Given passage>
The Questions that Statistics Can't Answer

image In the past year there has been 6 democratic debates with a total of 22 candidates who have spoken 181864 words for a total of 14 hours, 47 minutes and 24 seconds. Statistics is the science of answering questions through data. Statisticians try to be as objective as possible, by drawing conclusions solely from data, but in doing so, they often obscure the very question they are trying to answer.

The gender pay gap debate falls victim to this. Part of the reason why this debate is still on-going, despite the abundance of data that exists, is that statisticians can’t seem to agree on how to interpret the data.

Before going further, I’d like to say that I’m not taking a position on the gender wage gap. I just want to highlight the deficiencies in these debates and to offer a framework for thinking about statistical claims in general. Namely, that these debates make no sense without first agreeing on an underlying model of how the data is generated.

What this exercise asks>
A – Shorten the paragraph beginning "Before going further" from the article about statistics, keeping its main points.
B – Pick up the article about statistics after its last paragraph and carry on writing it.

Raw data>
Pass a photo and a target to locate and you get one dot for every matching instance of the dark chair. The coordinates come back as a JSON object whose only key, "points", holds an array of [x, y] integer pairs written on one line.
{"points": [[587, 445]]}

Outputs by task>
A – The author takes no side on the gender wage gap. The goal is to show where these debates fall short and to give a general way to think about statistical claims. In short, such debates make no sense unless people first agree on a model of how the data is produced.

B –
The question most sociologists are debating is this:

“Is gender predictive of discrimination which is predictive of a wage gap?”

Here’s an alternative view of this question:


This diagram specifies a plausible mechanism for producing data that shows a wage gap. To put it another way, this is a model of the data generation process. It specifies causal effects different factors have on each other (gender causes discrimination which causes a wage gap).

Because “discrimination” isn’t really measurable in the traditional sense, it’s unobservable, which is why I colored it lighter. Instead, to answer this question, sociologists measure the correlation between the two observable variables in this diagram, gender and wage. Doing this shows show that women on aggregate make 82% of men.

Wait… Correlation is not Causation?

The fact that there is a wage gap is indisputable, so why is this still an ongoing debate? If you recall from high school statistics: “correlation does not imply causation”.

Sociologist Jordan Peterson was confronted with this fact in an interview about the wage gap. He argued “If you’re a social scientist worth your salt, you never do a univariate analysis”. What he means is that we need to normalize for many factors before concluding that discrimination is the cause for the wage gap. One factor he mentions is occupation. Let’s think about that a bit deeper.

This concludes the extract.